### Objetivo do exercício
Reescreva as linhas dos dados abaixo, do início até a linha que contém "<point>469,22</point>", inclusive, sem omitir nenhuma, e reescale apenas as coordenadas dos pontos dados como resposta: multiplique-as por 0,35 e arredonde para inteiros, com meios para cima, mantendo todos os outros números como estão. Deixe as imagens fora da resposta.
____
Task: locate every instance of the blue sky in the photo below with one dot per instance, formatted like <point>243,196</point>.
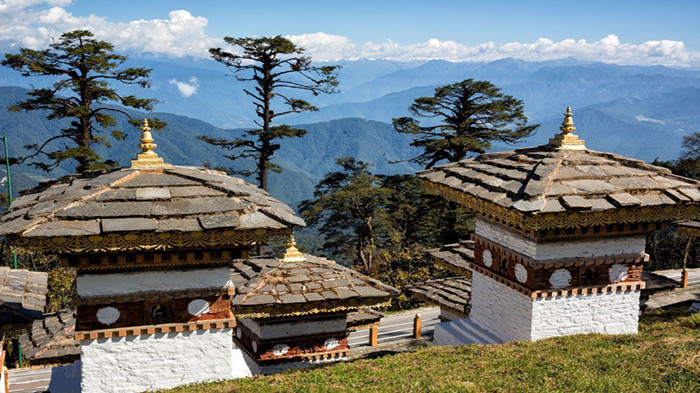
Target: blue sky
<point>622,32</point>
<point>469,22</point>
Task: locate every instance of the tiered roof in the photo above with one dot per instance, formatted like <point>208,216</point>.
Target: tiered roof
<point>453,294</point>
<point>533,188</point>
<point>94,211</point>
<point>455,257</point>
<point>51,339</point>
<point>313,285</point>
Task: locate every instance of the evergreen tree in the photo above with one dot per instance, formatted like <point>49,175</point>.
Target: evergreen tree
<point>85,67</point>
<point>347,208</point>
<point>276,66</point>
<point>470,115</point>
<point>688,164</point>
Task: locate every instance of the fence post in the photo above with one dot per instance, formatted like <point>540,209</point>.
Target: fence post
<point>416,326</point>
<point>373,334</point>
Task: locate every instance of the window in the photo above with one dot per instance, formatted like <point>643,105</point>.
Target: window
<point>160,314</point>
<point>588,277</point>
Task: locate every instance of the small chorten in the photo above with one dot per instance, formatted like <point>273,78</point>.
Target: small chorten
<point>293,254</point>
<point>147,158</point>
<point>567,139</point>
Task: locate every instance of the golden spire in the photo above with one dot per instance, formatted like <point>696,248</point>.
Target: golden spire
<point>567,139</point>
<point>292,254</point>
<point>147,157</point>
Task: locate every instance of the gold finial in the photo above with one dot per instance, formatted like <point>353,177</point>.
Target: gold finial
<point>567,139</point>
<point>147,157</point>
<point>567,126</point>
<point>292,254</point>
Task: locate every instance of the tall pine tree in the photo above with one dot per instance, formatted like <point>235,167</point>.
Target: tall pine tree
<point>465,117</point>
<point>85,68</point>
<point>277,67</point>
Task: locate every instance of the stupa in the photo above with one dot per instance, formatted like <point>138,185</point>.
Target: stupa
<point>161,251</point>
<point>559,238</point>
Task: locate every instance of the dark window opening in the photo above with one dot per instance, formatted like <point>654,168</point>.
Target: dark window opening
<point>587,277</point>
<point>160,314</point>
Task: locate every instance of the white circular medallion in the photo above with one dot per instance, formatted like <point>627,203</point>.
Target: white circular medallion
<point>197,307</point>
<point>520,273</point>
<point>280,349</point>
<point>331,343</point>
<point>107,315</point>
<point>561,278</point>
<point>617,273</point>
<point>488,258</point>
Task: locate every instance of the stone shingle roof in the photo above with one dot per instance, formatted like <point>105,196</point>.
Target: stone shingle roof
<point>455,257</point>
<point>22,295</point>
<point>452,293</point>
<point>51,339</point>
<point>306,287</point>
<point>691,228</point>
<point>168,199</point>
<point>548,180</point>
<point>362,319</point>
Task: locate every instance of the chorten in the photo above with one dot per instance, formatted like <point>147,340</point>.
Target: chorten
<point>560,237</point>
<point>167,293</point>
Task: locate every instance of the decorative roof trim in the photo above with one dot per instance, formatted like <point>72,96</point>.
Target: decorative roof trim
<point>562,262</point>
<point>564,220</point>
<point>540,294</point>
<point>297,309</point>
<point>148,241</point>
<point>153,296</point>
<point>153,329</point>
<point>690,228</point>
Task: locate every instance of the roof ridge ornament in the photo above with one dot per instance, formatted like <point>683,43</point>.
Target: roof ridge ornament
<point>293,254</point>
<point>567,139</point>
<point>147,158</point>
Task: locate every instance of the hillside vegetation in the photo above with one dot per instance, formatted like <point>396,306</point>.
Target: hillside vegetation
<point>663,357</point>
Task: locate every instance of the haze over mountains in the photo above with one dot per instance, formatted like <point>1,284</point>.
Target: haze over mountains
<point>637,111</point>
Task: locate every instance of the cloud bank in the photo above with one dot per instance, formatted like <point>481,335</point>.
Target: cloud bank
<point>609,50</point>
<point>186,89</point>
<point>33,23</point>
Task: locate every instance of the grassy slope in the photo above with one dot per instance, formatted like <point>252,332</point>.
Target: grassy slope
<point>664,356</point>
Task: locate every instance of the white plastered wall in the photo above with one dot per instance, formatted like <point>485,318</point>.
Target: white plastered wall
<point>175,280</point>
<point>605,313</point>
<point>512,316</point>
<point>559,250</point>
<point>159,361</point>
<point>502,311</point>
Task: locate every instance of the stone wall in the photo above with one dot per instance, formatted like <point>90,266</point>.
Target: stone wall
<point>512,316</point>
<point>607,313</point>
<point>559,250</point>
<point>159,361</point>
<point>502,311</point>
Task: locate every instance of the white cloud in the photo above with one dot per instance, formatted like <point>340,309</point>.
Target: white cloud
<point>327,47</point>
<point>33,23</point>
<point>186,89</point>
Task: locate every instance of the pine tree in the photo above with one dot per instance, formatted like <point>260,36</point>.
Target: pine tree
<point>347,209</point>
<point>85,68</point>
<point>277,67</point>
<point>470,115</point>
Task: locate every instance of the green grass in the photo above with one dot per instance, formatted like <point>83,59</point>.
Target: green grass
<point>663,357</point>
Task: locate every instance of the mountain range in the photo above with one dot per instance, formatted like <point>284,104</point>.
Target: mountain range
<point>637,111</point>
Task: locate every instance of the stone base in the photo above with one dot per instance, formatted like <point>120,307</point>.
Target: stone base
____
### Solução do problema
Task: locate every instance of the blue sky in the photo below with one dot per instance, formatted like <point>243,196</point>.
Target: blue sky
<point>218,11</point>
<point>164,8</point>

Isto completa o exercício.